+++ Source data +++

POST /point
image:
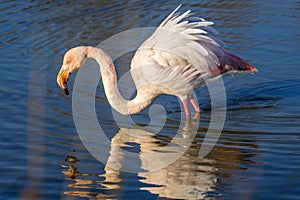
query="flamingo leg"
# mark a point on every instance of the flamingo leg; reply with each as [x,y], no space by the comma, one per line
[186,107]
[195,104]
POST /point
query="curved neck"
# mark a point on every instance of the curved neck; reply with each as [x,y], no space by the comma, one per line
[109,78]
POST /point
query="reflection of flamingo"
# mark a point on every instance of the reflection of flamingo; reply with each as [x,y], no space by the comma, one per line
[180,55]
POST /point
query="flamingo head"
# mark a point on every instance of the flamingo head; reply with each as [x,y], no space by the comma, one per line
[73,60]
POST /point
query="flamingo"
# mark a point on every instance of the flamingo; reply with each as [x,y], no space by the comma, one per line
[181,55]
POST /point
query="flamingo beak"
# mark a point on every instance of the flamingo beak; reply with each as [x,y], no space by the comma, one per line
[62,80]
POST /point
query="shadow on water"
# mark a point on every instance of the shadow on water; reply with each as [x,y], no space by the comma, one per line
[256,157]
[188,177]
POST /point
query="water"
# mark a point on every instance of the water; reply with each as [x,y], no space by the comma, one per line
[42,156]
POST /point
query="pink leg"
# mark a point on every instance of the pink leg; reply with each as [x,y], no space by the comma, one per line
[195,104]
[186,107]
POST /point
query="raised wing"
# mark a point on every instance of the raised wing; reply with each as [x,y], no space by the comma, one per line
[181,38]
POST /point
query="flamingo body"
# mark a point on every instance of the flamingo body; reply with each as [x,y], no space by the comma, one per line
[181,55]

+++

Copy each line of the records precisely and drop any images they hold.

POST /point
image:
query="flamingo leg"
# mark a point on every instance of the flamingo leg; reply with each as [x,y], no space by the comma, one per line
[186,107]
[195,104]
POST /point
query="curved neck"
# mark a point on every instance of the curved neck; reply with each as [x,y], no space by the comma, one per line
[109,78]
POST /point
query="reflection of flamingo"
# mark a point on every instance of the reflection of flamingo; reply with each as [x,y], no space by the comma, one per line
[180,55]
POST /point
query="flamingo head"
# mark a point on every instance of the flamingo head; reply with each as [x,y], no space by the comma, one per line
[73,60]
POST /point
query="flamingo"
# mark a point on every instance of the flamingo; reply with each as [x,y], no space by the comma, one per line
[181,55]
POST /point
query="flamingo beak"
# mark a point on every instance of the flamingo beak; reply with each as [x,y], no space by the comma, one per line
[62,80]
POST /point
query="shadow on water"
# mark a point on every instance of the shadow on water; reply with each as [x,y], no space by the comma, one per line
[256,157]
[188,177]
POST /point
query="water"
# mark a point on every instance of the water; reply with each as [x,y], no space by the comma, one per line
[42,156]
POST /point
query="pink leg"
# mark a point on every instance of the pink leg; reply with each as [x,y], no space by the comma, one per line
[195,104]
[186,107]
POST /point
query="raised wing"
# mark a point on every instance of the raised wing; reply with each as [x,y], no space by the comma, one per line
[181,38]
POST /point
query="flamingo body"
# mark a point on every instance of the flamingo body; reply with each as [x,y], no space by the comma, one per line
[181,55]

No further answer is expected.